■ YOUR OBJECTIVE ■
Give as output the line that contains "Objective — one dot per instance of the gravel", followed by every remaining line of the entries, unchanged and with nothing added.

====== GIVEN ENTRIES

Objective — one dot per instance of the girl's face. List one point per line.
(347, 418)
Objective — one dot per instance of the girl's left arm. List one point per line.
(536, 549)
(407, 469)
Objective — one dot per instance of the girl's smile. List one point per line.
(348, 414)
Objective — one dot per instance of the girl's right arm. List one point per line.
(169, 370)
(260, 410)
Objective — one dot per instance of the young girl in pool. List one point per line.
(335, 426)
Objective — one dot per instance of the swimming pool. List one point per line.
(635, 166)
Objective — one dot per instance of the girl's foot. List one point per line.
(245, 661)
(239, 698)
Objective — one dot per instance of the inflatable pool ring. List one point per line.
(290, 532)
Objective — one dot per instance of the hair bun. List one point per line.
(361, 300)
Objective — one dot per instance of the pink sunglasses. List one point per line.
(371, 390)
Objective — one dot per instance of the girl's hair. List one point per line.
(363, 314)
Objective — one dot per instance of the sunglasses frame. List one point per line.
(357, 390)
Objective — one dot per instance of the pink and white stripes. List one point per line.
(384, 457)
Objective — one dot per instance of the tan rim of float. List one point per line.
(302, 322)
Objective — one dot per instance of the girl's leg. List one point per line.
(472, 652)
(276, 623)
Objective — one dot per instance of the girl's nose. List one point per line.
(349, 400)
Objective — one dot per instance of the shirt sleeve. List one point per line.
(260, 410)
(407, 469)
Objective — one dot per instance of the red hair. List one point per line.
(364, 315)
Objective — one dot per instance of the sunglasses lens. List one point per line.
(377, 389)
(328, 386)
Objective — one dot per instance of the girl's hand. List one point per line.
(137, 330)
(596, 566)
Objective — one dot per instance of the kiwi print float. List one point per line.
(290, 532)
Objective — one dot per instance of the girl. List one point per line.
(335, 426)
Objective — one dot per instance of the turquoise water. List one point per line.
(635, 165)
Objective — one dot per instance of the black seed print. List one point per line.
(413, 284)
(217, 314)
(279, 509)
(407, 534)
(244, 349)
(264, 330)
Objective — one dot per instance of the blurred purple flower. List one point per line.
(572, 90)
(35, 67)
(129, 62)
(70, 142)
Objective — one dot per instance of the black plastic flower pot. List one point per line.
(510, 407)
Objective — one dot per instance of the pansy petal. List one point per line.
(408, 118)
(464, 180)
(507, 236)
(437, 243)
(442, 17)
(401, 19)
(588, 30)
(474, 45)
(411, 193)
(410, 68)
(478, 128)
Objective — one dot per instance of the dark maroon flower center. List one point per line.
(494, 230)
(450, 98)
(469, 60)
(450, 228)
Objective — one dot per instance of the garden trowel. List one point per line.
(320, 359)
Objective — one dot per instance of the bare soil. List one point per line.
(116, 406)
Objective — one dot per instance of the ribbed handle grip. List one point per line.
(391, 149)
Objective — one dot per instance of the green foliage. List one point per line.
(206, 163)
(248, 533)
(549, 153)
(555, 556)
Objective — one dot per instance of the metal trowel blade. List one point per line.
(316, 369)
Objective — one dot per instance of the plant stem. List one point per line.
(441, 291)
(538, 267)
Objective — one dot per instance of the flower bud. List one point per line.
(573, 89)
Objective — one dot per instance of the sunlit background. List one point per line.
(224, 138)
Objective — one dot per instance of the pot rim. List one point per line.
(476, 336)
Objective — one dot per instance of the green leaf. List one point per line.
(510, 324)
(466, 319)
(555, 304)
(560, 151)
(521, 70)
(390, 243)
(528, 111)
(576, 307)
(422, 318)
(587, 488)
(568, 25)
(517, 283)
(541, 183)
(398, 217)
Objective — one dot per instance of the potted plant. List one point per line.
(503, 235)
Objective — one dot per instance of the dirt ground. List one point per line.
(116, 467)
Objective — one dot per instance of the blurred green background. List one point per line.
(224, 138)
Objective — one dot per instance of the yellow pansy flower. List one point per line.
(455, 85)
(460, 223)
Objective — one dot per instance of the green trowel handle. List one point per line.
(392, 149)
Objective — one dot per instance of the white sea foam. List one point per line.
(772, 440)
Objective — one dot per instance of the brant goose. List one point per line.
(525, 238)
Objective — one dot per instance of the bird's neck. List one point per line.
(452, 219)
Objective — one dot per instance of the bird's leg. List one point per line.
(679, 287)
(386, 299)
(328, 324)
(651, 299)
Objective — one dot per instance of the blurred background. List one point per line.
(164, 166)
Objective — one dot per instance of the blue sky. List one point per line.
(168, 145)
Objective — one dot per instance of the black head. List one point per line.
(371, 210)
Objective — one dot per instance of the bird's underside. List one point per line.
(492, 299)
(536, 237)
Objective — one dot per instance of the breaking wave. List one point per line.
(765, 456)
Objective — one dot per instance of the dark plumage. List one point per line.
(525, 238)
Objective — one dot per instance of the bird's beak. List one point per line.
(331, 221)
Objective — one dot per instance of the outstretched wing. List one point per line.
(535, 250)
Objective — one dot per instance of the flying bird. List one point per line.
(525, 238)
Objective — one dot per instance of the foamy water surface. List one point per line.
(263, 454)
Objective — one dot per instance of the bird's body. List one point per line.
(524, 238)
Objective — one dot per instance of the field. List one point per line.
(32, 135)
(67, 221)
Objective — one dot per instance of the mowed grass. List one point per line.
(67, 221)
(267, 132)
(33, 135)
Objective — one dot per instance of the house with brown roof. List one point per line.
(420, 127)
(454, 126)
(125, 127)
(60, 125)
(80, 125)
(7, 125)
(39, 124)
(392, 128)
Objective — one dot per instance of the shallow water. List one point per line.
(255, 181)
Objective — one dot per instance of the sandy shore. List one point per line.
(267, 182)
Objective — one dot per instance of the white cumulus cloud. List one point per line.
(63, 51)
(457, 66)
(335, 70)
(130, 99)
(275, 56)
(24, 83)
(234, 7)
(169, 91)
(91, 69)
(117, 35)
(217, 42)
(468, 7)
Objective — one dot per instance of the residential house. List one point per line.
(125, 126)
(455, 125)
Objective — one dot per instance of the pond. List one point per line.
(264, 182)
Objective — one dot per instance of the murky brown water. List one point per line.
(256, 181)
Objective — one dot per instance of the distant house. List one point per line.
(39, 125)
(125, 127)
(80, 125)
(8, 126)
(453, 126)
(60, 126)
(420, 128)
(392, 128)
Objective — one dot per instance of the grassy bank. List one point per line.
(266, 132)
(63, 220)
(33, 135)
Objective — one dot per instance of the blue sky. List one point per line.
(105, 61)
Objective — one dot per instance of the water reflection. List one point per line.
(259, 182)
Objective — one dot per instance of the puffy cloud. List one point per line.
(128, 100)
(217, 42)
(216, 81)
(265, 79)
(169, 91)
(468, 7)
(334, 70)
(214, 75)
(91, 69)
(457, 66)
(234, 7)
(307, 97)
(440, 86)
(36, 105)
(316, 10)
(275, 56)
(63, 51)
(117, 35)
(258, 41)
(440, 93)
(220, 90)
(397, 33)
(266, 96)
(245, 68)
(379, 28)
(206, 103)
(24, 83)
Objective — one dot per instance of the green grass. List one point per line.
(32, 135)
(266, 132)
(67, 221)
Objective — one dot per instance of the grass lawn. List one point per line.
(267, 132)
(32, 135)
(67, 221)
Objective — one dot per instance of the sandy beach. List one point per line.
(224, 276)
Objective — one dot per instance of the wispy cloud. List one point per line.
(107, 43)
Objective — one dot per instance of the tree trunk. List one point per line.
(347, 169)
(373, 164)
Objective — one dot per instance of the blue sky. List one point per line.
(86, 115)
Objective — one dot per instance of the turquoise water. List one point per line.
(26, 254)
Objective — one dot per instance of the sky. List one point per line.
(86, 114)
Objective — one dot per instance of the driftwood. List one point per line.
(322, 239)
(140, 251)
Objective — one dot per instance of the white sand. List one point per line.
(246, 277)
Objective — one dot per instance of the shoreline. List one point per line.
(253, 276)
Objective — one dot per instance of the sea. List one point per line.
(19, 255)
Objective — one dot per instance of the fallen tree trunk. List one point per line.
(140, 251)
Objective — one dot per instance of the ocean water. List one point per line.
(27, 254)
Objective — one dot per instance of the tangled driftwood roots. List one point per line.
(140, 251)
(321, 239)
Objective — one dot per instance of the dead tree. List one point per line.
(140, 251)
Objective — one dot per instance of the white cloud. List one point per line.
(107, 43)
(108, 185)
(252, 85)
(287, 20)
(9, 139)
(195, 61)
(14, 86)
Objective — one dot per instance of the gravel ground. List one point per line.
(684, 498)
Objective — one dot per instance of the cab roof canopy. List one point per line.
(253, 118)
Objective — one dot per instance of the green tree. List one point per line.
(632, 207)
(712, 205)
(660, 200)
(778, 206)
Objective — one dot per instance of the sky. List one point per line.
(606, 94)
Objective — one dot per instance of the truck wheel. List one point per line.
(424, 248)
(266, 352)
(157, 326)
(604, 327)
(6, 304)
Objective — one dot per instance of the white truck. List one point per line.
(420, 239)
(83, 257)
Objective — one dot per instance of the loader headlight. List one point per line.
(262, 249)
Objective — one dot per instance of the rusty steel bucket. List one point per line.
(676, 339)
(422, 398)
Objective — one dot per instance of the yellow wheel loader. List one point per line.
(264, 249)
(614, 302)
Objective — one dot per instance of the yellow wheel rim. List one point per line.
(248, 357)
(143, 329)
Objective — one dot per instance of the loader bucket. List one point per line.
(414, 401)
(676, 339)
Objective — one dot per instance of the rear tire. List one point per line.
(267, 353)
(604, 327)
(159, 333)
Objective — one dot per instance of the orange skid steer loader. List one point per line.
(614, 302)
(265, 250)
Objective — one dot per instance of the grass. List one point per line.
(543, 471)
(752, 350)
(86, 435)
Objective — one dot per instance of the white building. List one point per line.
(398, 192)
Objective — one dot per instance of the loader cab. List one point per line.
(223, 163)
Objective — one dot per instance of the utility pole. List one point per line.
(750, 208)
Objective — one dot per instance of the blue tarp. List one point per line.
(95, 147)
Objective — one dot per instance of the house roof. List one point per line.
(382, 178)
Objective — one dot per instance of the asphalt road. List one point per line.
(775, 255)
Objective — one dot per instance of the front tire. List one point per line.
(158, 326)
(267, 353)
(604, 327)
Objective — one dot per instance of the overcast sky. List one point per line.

============

■ FULL ANSWER ■
Objective — one dot per instance of the gravel ground. List one point per line.
(684, 498)
Objective — one dot per instance of the cab roof canopy. List one point per line.
(253, 118)
Objective — one dot per instance of the green tree. List one point per line.
(632, 207)
(712, 205)
(660, 200)
(778, 206)
Objective — one dot per instance of the sky. List one point per line.
(606, 94)
Objective — one dot per instance of the truck wheel. List one point per line.
(424, 248)
(266, 352)
(157, 326)
(604, 327)
(6, 304)
Objective — one dot per instance of the white truck. List one point per line.
(420, 239)
(83, 257)
Objective — one dot per instance of the loader headlight. List one point per line.
(262, 249)
Objective — one dot per instance of the rusty steel bucket. List one point per line.
(676, 339)
(422, 398)
Objective — one dot per instance of the yellow wheel loader. List one point per line.
(264, 249)
(614, 302)
Objective — one dot per instance of the yellow wheel rim. List one point per line.
(248, 357)
(143, 329)
Objective — one dot per instance of the loader bucket. List one point per line.
(414, 401)
(676, 339)
Objective — one dot per instance of the rear tire. List one point per line.
(267, 353)
(604, 327)
(159, 333)
Objective — one dot per instance of the orange skid steer loader. List one point per line.
(614, 302)
(265, 250)
Objective — one dot per instance of the grass. List one point per line.
(543, 471)
(752, 350)
(86, 435)
Objective — one dot per instance of the white building. List one point per line.
(398, 192)
Objective — one dot per instance of the loader cab. List one point per line.
(223, 163)
Objective — one dot per instance of the utility pole. List one point per line.
(750, 208)
Objective — one dot per instance of the blue tarp. List one point per line.
(95, 147)
Objective — one dot per instance of the house roof. List one point per line.
(382, 178)
Objective — one dot per instance of the asphalt road. List one point per line.
(775, 255)
Objective — one dot per instance of the front tire. List one point per line.
(158, 326)
(267, 353)
(604, 327)
Objective — one dot per instance of the overcast sky. List one point per line.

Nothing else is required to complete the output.